(Items listed in a dataset)
┏━━

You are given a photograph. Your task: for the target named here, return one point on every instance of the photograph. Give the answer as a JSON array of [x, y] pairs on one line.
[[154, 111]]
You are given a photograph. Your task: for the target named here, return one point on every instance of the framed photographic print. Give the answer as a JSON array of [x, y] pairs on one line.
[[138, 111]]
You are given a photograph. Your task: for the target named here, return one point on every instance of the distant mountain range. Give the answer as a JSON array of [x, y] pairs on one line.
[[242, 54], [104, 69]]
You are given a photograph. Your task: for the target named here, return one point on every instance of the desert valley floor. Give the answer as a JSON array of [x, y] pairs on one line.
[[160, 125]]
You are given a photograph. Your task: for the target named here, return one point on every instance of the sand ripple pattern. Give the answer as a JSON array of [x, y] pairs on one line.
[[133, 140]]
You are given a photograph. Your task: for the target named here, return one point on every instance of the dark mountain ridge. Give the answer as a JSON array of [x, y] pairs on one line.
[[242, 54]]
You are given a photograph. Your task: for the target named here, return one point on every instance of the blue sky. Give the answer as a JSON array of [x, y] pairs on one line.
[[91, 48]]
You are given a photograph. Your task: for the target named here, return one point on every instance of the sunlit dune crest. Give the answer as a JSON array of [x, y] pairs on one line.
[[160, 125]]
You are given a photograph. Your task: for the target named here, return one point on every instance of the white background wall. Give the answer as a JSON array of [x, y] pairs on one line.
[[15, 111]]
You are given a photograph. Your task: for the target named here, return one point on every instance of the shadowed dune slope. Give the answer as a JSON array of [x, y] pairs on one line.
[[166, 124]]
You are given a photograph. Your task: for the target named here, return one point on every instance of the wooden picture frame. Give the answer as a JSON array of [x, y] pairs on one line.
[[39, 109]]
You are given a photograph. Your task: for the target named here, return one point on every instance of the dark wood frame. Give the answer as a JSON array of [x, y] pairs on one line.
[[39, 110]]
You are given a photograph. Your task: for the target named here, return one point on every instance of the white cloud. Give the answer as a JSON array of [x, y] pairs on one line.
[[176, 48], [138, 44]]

┗━━

Task goal: Whatever lies between the line containing "of the sand" and the final line above, both included, must be returned exactly.

Completed task:
You are given a photograph. Your task: for the target named here, return one point on every instance of the sand ripple pattern. Give the answer as a JSON array of [x, y] pairs on one line.
[[133, 140]]
You are given a photograph. Your task: for the target named here, return one point on every instance of the dark mountain ridge. Give the answer as a JSON array of [x, y] pairs on one line.
[[242, 54]]
You are given a photograph. Your task: for the target named here, return one point on every instance of the blue sky. Give the answer as a JSON array of [x, y] pairs on one line.
[[91, 48]]
You are given a photograph. Your task: for the target named here, return one point on every instance of the sunlit dune crest. Give the answer as a JSON array of [x, y] pairs on one line.
[[160, 125]]
You are given a photograph. Your task: for the target named here, return one point on every instance of the white background wall. Give the answer as a JSON array of [x, y] pairs on one line.
[[15, 111]]
You are given a photograph. Your task: for the target named here, return one point on every instance of the shadowed dune slope. Give the answer as a JSON array of [x, y] pairs on one line.
[[166, 124]]
You are given a photograph. Your task: for the target named here, return one point on every instance of the wooden picture frame. Give the answer as a JSON array of [x, y] pairs on one line.
[[39, 109]]
You are given a photograph. Your task: for the target named here, return one point on every instance of the dark wood frame. Give the answer as a JSON array of [x, y] pairs on one line.
[[39, 110]]
You are given a photograph. Your task: for the target named here, return one point on every instance of the white cloud. Give the answer as a JSON array of [x, y] pairs on one line.
[[176, 48], [138, 44]]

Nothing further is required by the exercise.